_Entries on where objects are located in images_

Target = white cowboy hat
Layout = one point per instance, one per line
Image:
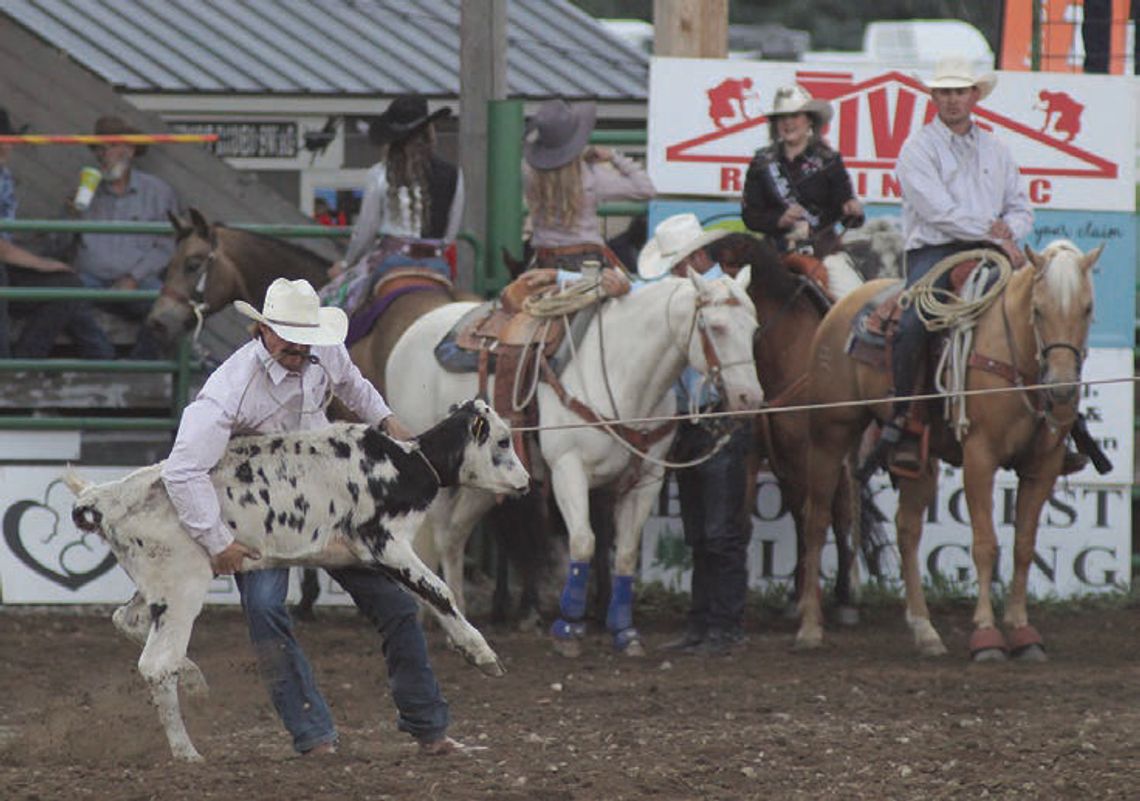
(954, 72)
(795, 99)
(674, 238)
(293, 310)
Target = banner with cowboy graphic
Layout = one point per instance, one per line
(1073, 136)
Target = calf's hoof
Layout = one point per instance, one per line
(1026, 644)
(987, 645)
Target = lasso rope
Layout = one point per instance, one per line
(942, 309)
(570, 299)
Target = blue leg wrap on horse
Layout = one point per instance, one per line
(564, 629)
(620, 614)
(573, 595)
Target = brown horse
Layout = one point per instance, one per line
(790, 308)
(214, 264)
(1039, 326)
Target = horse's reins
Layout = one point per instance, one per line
(196, 299)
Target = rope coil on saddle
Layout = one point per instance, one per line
(942, 309)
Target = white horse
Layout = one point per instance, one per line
(629, 358)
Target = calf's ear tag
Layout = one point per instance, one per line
(479, 427)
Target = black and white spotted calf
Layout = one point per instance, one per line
(340, 496)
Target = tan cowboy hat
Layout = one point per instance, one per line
(954, 72)
(674, 238)
(795, 99)
(558, 133)
(113, 127)
(293, 310)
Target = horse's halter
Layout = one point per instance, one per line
(1044, 407)
(716, 367)
(196, 299)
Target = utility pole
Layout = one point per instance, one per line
(482, 78)
(691, 29)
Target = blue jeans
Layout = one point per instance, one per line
(422, 710)
(717, 529)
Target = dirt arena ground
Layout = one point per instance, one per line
(861, 719)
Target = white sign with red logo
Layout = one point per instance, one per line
(1073, 136)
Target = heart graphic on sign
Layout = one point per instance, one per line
(58, 553)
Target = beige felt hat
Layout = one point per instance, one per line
(674, 238)
(954, 72)
(293, 310)
(795, 99)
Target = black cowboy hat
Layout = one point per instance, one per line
(402, 117)
(6, 129)
(111, 127)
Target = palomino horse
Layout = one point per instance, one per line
(1037, 326)
(629, 358)
(790, 308)
(214, 266)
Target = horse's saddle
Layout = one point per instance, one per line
(873, 327)
(499, 338)
(392, 285)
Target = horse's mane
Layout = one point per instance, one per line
(1063, 275)
(279, 247)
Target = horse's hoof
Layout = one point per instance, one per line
(1032, 653)
(570, 648)
(987, 645)
(934, 648)
(988, 655)
(847, 615)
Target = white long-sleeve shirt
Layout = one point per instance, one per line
(954, 187)
(251, 393)
(376, 219)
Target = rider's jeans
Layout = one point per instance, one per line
(287, 675)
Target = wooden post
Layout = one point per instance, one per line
(482, 78)
(691, 29)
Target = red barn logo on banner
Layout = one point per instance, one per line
(874, 116)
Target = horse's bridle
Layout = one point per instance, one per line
(196, 299)
(1043, 408)
(716, 367)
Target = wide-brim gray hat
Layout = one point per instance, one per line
(558, 133)
(293, 310)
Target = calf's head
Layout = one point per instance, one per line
(474, 444)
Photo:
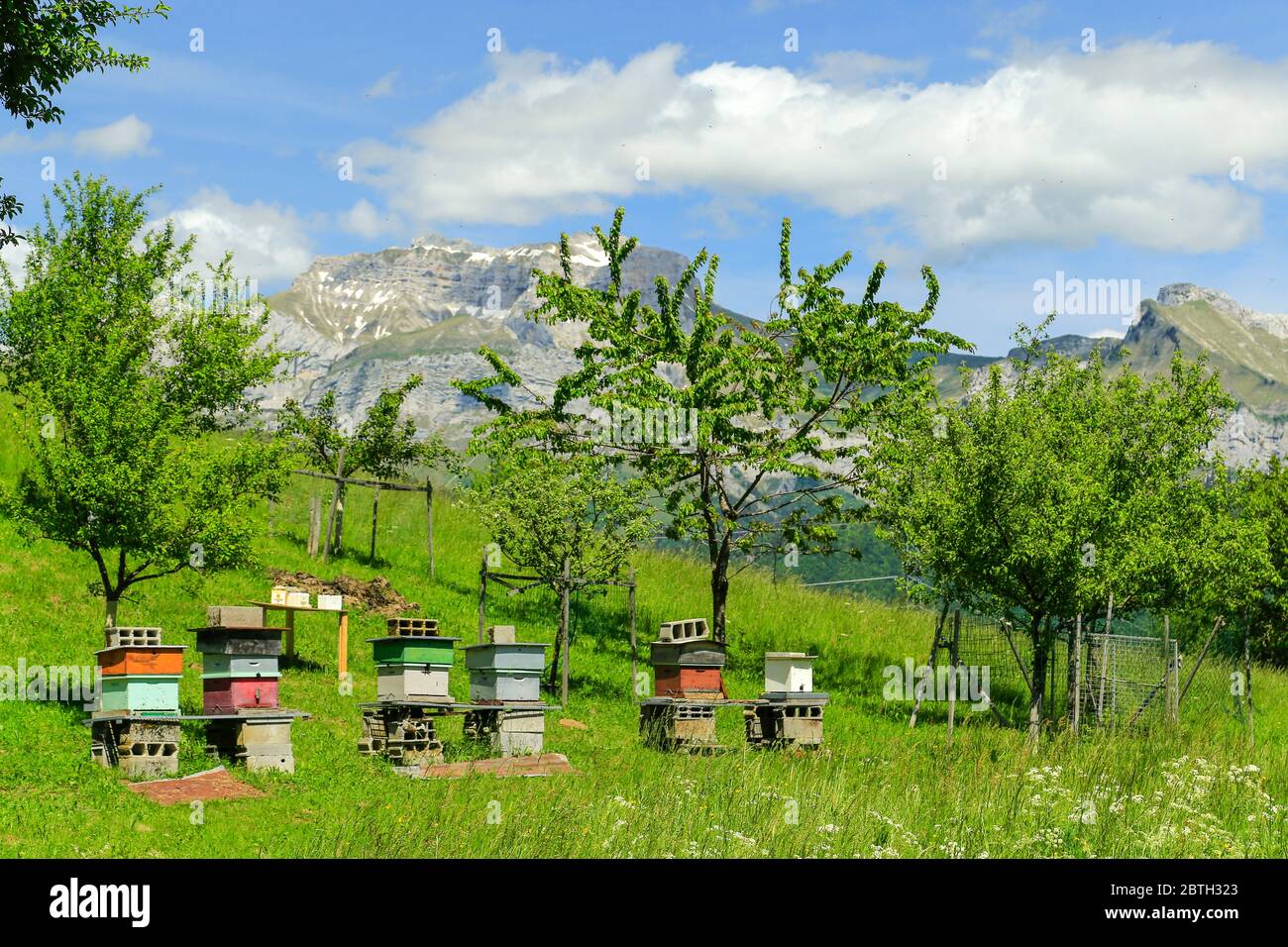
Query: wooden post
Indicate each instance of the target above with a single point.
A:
(429, 518)
(314, 525)
(335, 505)
(930, 664)
(1216, 626)
(630, 577)
(1247, 677)
(1077, 673)
(952, 673)
(290, 634)
(563, 626)
(1168, 668)
(482, 595)
(343, 644)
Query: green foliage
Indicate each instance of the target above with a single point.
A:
(544, 509)
(780, 407)
(123, 375)
(1054, 487)
(46, 44)
(1266, 501)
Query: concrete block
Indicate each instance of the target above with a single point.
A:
(235, 616)
(412, 628)
(501, 634)
(132, 637)
(682, 630)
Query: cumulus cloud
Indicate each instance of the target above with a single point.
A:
(1132, 144)
(382, 86)
(269, 243)
(123, 138)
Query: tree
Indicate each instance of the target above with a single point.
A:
(378, 445)
(124, 371)
(1263, 495)
(47, 43)
(1056, 486)
(748, 433)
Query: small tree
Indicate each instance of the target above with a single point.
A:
(1039, 496)
(47, 43)
(123, 375)
(761, 423)
(380, 445)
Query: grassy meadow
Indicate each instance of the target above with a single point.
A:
(876, 789)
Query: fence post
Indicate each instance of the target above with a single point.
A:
(335, 505)
(1077, 673)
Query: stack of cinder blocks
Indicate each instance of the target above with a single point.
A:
(791, 712)
(688, 664)
(240, 688)
(412, 665)
(506, 673)
(140, 688)
(688, 661)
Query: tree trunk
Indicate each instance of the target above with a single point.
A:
(719, 591)
(1038, 682)
(338, 539)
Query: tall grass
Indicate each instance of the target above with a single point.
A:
(877, 789)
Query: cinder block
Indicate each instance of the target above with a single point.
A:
(501, 634)
(683, 630)
(411, 628)
(235, 616)
(132, 637)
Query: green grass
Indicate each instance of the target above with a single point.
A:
(877, 788)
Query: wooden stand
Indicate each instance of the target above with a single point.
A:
(342, 634)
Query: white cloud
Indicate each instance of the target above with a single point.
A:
(382, 86)
(1132, 144)
(121, 138)
(268, 241)
(365, 221)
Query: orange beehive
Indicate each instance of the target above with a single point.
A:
(158, 659)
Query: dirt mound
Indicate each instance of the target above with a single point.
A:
(375, 595)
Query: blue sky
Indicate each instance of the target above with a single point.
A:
(986, 140)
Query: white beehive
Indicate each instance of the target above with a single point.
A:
(789, 672)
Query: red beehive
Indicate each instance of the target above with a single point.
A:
(233, 694)
(684, 681)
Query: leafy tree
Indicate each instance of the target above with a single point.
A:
(124, 375)
(47, 43)
(1055, 486)
(378, 445)
(763, 423)
(1265, 500)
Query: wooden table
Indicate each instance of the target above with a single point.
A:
(343, 644)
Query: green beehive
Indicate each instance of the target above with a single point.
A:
(421, 651)
(147, 694)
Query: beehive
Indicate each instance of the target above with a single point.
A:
(420, 650)
(789, 672)
(505, 672)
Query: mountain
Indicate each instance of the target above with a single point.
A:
(1247, 348)
(364, 322)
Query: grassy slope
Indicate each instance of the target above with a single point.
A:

_EXERCISE AIM_
Reproduce every one of the entries above word for word, but leave the pictures out.

_RESPONSE TO THE TASK_
Target = white cowboy hat
Layout = one point per instance, one per line
Image:
(954, 72)
(795, 99)
(674, 238)
(293, 310)
Target = banner with cowboy graphic
Layout = one point per instance, one per line
(1073, 136)
Target = calf's hoof
Layout = one point per instance, one per line
(1026, 644)
(987, 645)
Target = lasso rope
Layout = one point per instance, one per line
(942, 309)
(570, 299)
Target = blue leg wrap on horse
Layout = one point per instance, one per line
(564, 629)
(620, 614)
(573, 595)
Target = brown horse
Layout = one point per instance, one per line
(790, 308)
(214, 264)
(1039, 326)
Target = horse's reins
Layout = one point per instance, one per line
(196, 299)
Target = rope coil on saddle
Layout = one point per instance, one per line
(942, 309)
Target = white horse
Layout = one point per instance, one per line
(629, 358)
Target = calf's ear tag
Layout = one point per instance, one per line
(479, 427)
Target = black and white spotted calf
Layout = one point per instance, one per line
(340, 496)
Target = tan cowboy hat
Layout = one point per instance, one per line
(954, 72)
(674, 238)
(795, 99)
(558, 133)
(113, 127)
(293, 310)
Target = horse's halter
Layout = one point per instance, one per line
(1044, 407)
(716, 367)
(196, 299)
Target = utility pole
Layout = one point per instance, one per line
(482, 78)
(691, 29)
Target = blue jeans
Layout = one point per instance, one per line
(422, 710)
(717, 529)
Target = dirt arena ground
Layout = one point per instance, one per line
(861, 719)
Target = white sign with red logo
Layout = one point per instance, one per line
(1073, 136)
Target = heart graphic on sign
Layout = one point per instance, one per line
(58, 553)
Target = beige felt hat
Layout = one point per instance, one per line
(674, 238)
(954, 72)
(293, 310)
(795, 99)
Target = black cowboy hat
Layout = one point per instance, one per line
(402, 117)
(6, 129)
(111, 127)
Target = palomino horse
Layout = one point per instance, one per line
(1037, 326)
(629, 358)
(790, 308)
(214, 266)
Target = horse's saddle
Layout = one point per instance, one per line
(873, 327)
(499, 338)
(392, 285)
Target = horse's mane
Layout = one point per instance, one per line
(1063, 275)
(279, 247)
Target = horse's hoof
Layout = one point per instance, one per line
(1032, 653)
(570, 648)
(987, 645)
(934, 648)
(988, 655)
(847, 615)
Target = white long-sleeve shirt
Layout = one point per instance, one per line
(954, 187)
(251, 393)
(376, 219)
Target = rider's jeans
Layout = one point per instance, one per line
(287, 675)
Target = wooden post
Layout = one point per instance, one per line
(482, 78)
(691, 29)
Target = red barn logo on banner
Layout = one point per instance, one per line
(874, 116)
Target = horse's bridle
Layout = one point per instance, one per line
(196, 299)
(1043, 408)
(716, 367)
Target = wide-brim gray hat
Layout = one point per instance, one per line
(558, 133)
(293, 310)
Target = calf's head
Layout = one point per instance, one per line
(474, 444)
Photo:
Query: wooden post
Indicate each instance of the target above with a single point.
A:
(429, 518)
(314, 525)
(335, 505)
(930, 664)
(1216, 626)
(630, 577)
(1247, 677)
(1077, 673)
(952, 673)
(290, 634)
(563, 626)
(1168, 668)
(482, 595)
(343, 644)
Query: green foliage
Indicate each instance of the target above with a single point.
A:
(544, 509)
(780, 407)
(123, 375)
(1054, 487)
(46, 44)
(1266, 501)
Query: concrete block
Indicate each instance of the target above with a single point.
A:
(235, 616)
(412, 628)
(501, 634)
(132, 637)
(682, 630)
Query: cumulus cloud
Indicate each instance of the target above with a single point.
A:
(1132, 144)
(382, 86)
(269, 243)
(123, 138)
Query: tree
Indicate each instance of the target above with a single point.
A:
(378, 445)
(124, 371)
(1263, 495)
(47, 43)
(1056, 486)
(748, 433)
Query: small tree
Indicate each instance of the target above with a single point.
A:
(1039, 496)
(47, 43)
(123, 375)
(761, 423)
(380, 445)
Query: grassy meadow
Indicate each instance of the target above with a single point.
A:
(876, 789)
Query: fence post
Indicate each instance of the target above with a single point.
A:
(335, 505)
(1077, 673)
Query: stack of cinder blocks
Indicate each instance of the target above with a single point.
A:
(791, 712)
(688, 664)
(240, 688)
(412, 665)
(506, 673)
(140, 688)
(688, 661)
Query: tree trunk
Indicate each instance of the target above with a single point.
A:
(719, 591)
(1038, 682)
(338, 539)
Query: tall grass
Indicate each instance of the target above with a single point.
A:
(877, 789)
Query: cinder block
Indicate each instance of the target above with a single point.
A:
(501, 634)
(683, 630)
(411, 628)
(235, 616)
(132, 637)
Query: green grass
Indicate each instance of the target above with a single point.
A:
(877, 788)
Query: wooden stand
Indicate each instance of the target above with a single point.
A:
(342, 634)
Query: white cloud
Indicate each instance of the target above with a single point.
A:
(382, 86)
(1132, 144)
(121, 138)
(268, 241)
(365, 221)
Query: orange beehive
Indicate each instance of the target above with a single point.
A:
(158, 659)
Query: dirt mound
Indicate each instance of the target above with a single point.
A:
(375, 595)
Query: blue sky
Indicate each instance of the target above with a single point.
A:
(986, 140)
Query: white beehive
Indicate each instance of the target above with a single point.
A:
(789, 672)
Query: red beehive
Indicate each instance of the target above with a single point.
A:
(233, 694)
(684, 681)
Query: leafy tree
Indicate each instance of the target above with a single point.
A:
(124, 375)
(47, 43)
(1055, 486)
(378, 445)
(763, 423)
(1265, 500)
Query: wooden table
Indicate each instance of the target above with a single point.
A:
(343, 644)
Query: green beehive
Indicate each instance of the target above with a single point.
A:
(421, 651)
(147, 694)
Query: beehive
Indicate each instance of the target above with a single point.
A:
(420, 650)
(789, 672)
(505, 672)
Query: mountain
Indicate each instance of the target above with a single point.
A:
(1247, 348)
(364, 322)
Query: grassy slope
Indicate each instance of the target above with a single point.
A:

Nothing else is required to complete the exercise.